● **Description of the task**:
Reproduce the listing below line for line, with no changes of any kind.

● **Record excerpts**:

++++++++++

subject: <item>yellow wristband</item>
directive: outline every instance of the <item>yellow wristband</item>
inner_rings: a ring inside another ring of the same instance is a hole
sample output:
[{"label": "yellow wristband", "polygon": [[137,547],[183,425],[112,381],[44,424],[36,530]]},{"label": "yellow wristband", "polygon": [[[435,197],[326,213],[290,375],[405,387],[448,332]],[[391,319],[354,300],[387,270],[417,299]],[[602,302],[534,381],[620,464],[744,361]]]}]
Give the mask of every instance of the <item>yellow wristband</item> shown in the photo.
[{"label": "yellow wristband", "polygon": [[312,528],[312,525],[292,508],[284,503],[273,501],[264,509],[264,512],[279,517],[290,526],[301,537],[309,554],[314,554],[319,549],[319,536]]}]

++++++++++

● **Task answer**:
subject: <item>yellow wristband</item>
directive: outline every instance of the <item>yellow wristband</item>
inner_rings: a ring inside another ring of the same instance is a hole
sample output:
[{"label": "yellow wristband", "polygon": [[137,547],[183,425],[112,381],[44,424],[36,530]]},{"label": "yellow wristband", "polygon": [[[435,197],[326,213],[290,375],[405,387],[448,332]],[[391,319],[354,300],[387,270],[417,299]],[[602,302],[534,381],[620,464],[744,361]]]}]
Give the mask of every instance of the <item>yellow wristband</item> shown in the photo.
[{"label": "yellow wristband", "polygon": [[312,528],[312,525],[292,508],[284,503],[273,501],[264,509],[264,512],[279,517],[290,526],[301,537],[309,554],[314,554],[319,549],[319,536]]}]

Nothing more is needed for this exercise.